Written problem: Can you continue the forum thread about catching reds at Flamingo from its last line?

Source extract:
# Flamingo Reds 6/11



## paint it black (Nov 3, 2007)

I got a call from a buddy yesterday to head down to 'mingo in search of some reds. I had never caught a red, so he was up to the challenge of putting me on my first. The same went for another one of his friends, so he promised that he'd try his best to put us on some fish. As we arrive, he wanted to check out some new areas he hadn't fished before. And boy did it pay off. Within minutes, two fish were on. His friend ended up losing his, but mine stuck. I landed my first red, and boy was it fun. Within the first hour we were surrounded by schools of tailers. Poling from school to school hooking up doubles and triples on each attempt. We had boated 19 of 23 within the first hour. By then, the current had died down and it was slack tide. The reds were scarce. We decided to go in for quick lunch and a break. Alonzo had been poling the whole day himself, while we were having the most fun. He somehow managed to land 6 reds from the poling platform. After lunch, we were in search of some snook. We came across an area that was holding a school of some small snook, with a couple mixed reds. But none were enticed by the artificial. We came across another school of reds and pulled out a few more. 

The total tally was 23 reds, out of 26 hook ups. 
We were back on the road by 2:00 pm. 

I caught 9 reds, Blake caught 8 reds, and Alonzo caught 6.

I have to thank Alonzo for poling us around all day in his Maverick "Mirage HPX Micro", and putting me on my first red.


----------



## aaronshore (Aug 24, 2007)

Good job Eric. Nice fish!!! Whats up with the gangster pose? Your buddy gonna cap a fish? LOL

Next time they're that easy pull out the fly rod. You wont be sorry.


----------



## paint it black (Nov 3, 2007)

> Good job Eric. Nice fish!!! Whats up with the gangster pose? Your buddy gonna cap a fish? LOL
> 
> Next time they're that easy pull out the fly rod. You wont be sorry.



Thanks, and lol I don't know, he felt it was appropriate since we were having our way with the reds early on. After a while, we did pull out my fly rod. But it was already too late. The current had died down to a stop, and the schools started cruising. It was a real pain to keep up with them and get some casts in. For sure if we would have pulled it out sooner, we would have got several on fly. Next time, that'll be a priority.


----------



## mark_gardner (Mar 18, 2009)

Provided material:
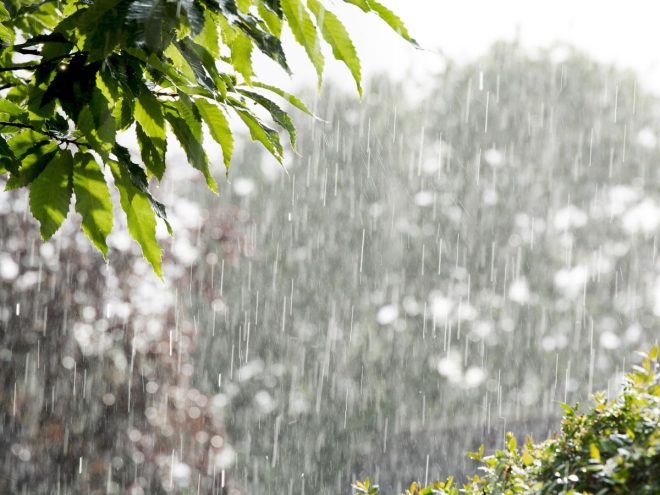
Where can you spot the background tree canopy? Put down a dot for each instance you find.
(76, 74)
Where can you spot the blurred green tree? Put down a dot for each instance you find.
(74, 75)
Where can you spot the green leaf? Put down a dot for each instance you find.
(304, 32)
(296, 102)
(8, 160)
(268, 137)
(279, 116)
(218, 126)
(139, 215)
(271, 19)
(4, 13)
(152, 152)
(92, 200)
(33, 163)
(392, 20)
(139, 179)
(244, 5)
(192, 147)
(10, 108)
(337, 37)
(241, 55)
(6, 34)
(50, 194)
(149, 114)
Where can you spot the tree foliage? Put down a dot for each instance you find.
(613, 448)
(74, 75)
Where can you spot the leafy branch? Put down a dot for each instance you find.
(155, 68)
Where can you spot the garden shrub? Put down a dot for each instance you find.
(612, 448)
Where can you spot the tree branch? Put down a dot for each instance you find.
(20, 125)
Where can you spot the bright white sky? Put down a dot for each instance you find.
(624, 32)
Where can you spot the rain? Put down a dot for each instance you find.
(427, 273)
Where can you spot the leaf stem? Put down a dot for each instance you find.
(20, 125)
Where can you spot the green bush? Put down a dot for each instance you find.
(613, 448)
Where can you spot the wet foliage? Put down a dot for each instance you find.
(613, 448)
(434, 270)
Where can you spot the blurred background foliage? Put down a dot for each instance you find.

Response to this task:
dude!!! you guys were kickin' butt [smiley=spank.gif]. i dont care what part of the state your from those are some fish worth bragging about [smiley=1-thumbsup3.gif]. congrats on your first  [smiley=1-beer.gif]and hopefully not your last [smiley=headbang.gif]


----------



## dacuban1 (Sep 9, 2008)

nice reds! did you guys hit the inside or outside of mingo?


----------



## paint it black (Nov 3, 2007)

> nice reds! did you guys hit the inside or outside of mingo?


We fished on the outside.


----------



## REELKEEN (Mar 24, 2009)

What an awesome trip man. I couldn't imagine catching that many reds in a day.


----------



## HaMm3r (Dec 11, 2006)

Dude, if it weren't for the pictures I say you were asleep, cause that trip was a DREAM! [smiley=y-10.gif] [smiley=1-thumbsup1.gif] Unbelievable!

I love that you can still see the school in the background on some of those shots. Congrats on the first redfish(es) as well. [smiley=cool2.gif]


----------



## Canoeman (Jul 23, 2008)

That's what it's all about. Do it next time on the fly--2x the fun.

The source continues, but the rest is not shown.